• _Given request 1_:
In the text on workplace autonomy, why are Quadrants II and III left unaddressed?
• _Given request 2_:
Using the text on workplace autonomy, restate the paragraph beginning "In summary of deviant cases" more briefly while keeping its main facts.

• _Document extract_:
******************************
Quadrant I is the domain of high consciousness of people and high permissiveness to an individual. this domain is characterized as high activation of 'tacit agreement' and 'social norm' that expand individual autonomy. Highly experienced people in a team or an organization may place in this domain for their credibility and history. Like the engineer 'S' in a subsidiary R&D, people in this domain can get conscious-permission from others in his organization because of his continual contribution on technical problem solving history. Self-directed work design, high engagement in the work, and sustainable work performance are the characteristics of people in this domain. However, the broadness of this domain is highly socially constructed. As indicated in the case of engineer "U", an individual who come from HQ can cultivate this domain with relatively ease because he already had the sufficient credibility, legitimacy, and good social relations with key decision-makers. 


Quadrant II and III are not addressed in this article since these domains are related with unconsciousness of people. These domains are needed to be explored in a more solid body of knowledge about unconsciousness. For example, emotion display is frequently unconsciously activated by supervisors or coworkers. Several research found out that habitual display of negative emotions of supervisor affects to employees's creativity in an organization (Brundin, E., Patzelt, H., & Shepherd, D. A. (2008). Managers' emotional displays and employees' willingness to act entrepreneurially. Journal of Business Venturing, 23(2), 221-243. )


In summary of deviant cases, employees can and have to cultivate autonomy within an organization to improve their job performance via high work engagement. Specifically, employees need to expand the domain of conscious-permissiveness to realize autonomy. The tension between conscious-control and conscious-permissiveness is significantly problematic in MNC organizations because of communication and legitimacy problem between HQ and Subsidiary organizations.
******************************
• _Data rows_:
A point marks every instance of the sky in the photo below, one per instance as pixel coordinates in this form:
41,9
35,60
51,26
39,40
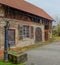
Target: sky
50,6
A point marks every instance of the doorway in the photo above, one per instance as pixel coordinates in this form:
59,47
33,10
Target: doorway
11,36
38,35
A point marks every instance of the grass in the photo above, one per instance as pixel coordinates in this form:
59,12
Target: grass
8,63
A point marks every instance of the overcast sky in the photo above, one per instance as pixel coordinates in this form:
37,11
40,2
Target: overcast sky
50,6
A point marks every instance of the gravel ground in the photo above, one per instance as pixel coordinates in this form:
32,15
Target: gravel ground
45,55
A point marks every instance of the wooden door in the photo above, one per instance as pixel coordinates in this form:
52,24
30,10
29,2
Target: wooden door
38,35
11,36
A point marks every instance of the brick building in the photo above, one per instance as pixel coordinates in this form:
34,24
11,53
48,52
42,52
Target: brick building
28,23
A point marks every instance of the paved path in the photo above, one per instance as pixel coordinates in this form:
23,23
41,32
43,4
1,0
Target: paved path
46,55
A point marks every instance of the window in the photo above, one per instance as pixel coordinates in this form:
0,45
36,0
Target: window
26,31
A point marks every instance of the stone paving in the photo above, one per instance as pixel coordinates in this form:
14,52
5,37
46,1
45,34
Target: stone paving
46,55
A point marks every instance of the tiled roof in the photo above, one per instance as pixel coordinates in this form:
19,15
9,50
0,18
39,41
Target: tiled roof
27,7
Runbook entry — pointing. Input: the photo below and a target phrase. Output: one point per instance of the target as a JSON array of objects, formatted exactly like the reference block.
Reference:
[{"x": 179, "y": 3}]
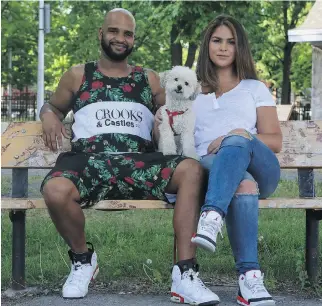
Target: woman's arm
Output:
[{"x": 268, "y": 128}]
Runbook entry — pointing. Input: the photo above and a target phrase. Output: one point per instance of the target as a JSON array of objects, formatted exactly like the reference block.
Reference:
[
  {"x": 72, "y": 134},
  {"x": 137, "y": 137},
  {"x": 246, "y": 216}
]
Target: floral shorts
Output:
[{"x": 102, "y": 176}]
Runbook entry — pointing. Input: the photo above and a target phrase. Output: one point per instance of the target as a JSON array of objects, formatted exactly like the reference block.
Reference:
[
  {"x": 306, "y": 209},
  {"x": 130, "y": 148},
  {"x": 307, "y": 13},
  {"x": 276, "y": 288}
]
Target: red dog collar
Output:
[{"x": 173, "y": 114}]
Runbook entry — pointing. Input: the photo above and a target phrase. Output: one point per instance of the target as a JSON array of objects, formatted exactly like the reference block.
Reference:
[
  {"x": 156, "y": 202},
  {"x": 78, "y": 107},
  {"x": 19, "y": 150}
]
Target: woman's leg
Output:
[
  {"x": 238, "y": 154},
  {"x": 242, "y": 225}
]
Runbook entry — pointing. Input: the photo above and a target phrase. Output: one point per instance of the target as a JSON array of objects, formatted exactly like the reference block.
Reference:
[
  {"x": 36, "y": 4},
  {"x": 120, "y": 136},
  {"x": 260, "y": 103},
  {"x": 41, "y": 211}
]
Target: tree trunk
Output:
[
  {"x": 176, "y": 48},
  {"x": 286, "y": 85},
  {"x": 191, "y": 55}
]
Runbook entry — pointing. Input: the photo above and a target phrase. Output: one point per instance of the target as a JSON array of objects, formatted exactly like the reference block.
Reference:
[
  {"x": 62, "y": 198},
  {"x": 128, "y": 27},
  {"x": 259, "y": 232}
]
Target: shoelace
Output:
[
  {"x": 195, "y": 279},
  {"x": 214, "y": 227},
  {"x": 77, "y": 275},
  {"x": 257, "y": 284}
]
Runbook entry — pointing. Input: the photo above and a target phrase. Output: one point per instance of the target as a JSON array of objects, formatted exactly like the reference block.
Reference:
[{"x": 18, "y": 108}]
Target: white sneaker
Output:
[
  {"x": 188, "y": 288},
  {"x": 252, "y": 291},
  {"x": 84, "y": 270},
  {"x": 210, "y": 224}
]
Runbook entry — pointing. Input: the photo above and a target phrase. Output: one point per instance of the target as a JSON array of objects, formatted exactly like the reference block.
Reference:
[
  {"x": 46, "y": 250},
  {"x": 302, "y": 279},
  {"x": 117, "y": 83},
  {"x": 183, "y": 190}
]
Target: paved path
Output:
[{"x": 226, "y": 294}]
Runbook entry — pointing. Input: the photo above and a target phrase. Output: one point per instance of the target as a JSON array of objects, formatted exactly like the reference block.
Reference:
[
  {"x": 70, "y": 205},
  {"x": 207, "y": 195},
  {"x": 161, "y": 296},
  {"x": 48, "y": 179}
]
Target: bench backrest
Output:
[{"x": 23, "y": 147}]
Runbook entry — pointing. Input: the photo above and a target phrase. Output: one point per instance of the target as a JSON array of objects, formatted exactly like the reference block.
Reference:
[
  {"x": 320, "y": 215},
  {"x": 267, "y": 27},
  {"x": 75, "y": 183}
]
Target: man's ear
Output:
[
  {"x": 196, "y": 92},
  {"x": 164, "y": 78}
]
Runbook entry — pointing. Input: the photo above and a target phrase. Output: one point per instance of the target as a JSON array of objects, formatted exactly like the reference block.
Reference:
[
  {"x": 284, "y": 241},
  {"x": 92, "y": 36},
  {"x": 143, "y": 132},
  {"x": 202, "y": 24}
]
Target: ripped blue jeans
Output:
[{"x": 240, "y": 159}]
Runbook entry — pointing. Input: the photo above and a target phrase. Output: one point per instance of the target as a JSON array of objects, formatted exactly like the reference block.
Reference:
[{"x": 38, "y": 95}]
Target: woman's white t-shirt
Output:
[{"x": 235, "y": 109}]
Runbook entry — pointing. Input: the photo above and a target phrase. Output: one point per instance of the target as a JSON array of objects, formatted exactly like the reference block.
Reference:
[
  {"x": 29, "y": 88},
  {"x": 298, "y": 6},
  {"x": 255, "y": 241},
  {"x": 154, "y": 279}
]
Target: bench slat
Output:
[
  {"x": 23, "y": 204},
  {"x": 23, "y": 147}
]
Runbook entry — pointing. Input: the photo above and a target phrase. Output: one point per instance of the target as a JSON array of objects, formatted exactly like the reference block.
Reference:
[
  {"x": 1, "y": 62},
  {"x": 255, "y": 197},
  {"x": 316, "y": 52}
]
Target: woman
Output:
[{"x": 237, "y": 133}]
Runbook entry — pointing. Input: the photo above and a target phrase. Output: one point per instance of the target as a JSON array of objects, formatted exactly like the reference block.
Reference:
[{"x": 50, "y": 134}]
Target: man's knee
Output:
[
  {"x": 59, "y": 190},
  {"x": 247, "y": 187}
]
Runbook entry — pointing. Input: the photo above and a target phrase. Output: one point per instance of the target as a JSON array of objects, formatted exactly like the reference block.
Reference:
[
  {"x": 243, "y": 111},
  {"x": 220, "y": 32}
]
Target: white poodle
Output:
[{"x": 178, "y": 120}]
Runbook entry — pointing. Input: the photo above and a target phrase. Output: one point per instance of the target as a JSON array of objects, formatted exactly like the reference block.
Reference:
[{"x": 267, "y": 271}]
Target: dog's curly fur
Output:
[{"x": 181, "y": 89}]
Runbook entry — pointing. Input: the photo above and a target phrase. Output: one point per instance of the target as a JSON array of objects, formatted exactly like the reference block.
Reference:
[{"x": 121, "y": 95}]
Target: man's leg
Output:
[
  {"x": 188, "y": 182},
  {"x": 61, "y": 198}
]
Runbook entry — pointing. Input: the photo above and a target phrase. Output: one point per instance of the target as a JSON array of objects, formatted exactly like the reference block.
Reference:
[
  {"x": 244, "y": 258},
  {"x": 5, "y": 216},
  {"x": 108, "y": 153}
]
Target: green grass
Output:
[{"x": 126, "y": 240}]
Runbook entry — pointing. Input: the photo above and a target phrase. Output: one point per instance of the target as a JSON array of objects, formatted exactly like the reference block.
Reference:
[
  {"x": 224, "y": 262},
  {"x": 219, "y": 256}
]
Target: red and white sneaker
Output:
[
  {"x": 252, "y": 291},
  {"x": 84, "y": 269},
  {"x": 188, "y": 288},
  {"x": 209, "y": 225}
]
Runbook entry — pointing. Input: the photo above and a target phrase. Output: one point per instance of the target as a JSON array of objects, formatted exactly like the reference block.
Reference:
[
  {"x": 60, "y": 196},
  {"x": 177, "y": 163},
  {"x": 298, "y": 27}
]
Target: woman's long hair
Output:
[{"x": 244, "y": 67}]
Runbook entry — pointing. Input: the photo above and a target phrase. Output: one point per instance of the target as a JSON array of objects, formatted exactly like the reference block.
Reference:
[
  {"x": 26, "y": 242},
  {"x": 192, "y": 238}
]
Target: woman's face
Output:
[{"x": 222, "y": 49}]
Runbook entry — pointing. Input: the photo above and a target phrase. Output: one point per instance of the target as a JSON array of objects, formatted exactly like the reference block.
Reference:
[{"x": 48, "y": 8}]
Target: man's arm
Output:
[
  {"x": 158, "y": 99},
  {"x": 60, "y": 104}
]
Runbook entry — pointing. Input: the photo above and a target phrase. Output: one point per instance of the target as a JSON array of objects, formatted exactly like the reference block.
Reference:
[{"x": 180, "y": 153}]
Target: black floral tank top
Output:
******************************
• _Exercise answer 1_:
They are related to people's unconsciousness.

• _Exercise answer 2_:
Employees can and must cultivate autonomy in an organization, improving job performance through high work engagement, and they do so by expanding the domain of conscious-permissiveness. In MNC organizations, the tension between conscious-control and conscious-permissiveness is especially problematic because of communication and legitimacy problems between HQ and subsidiaries.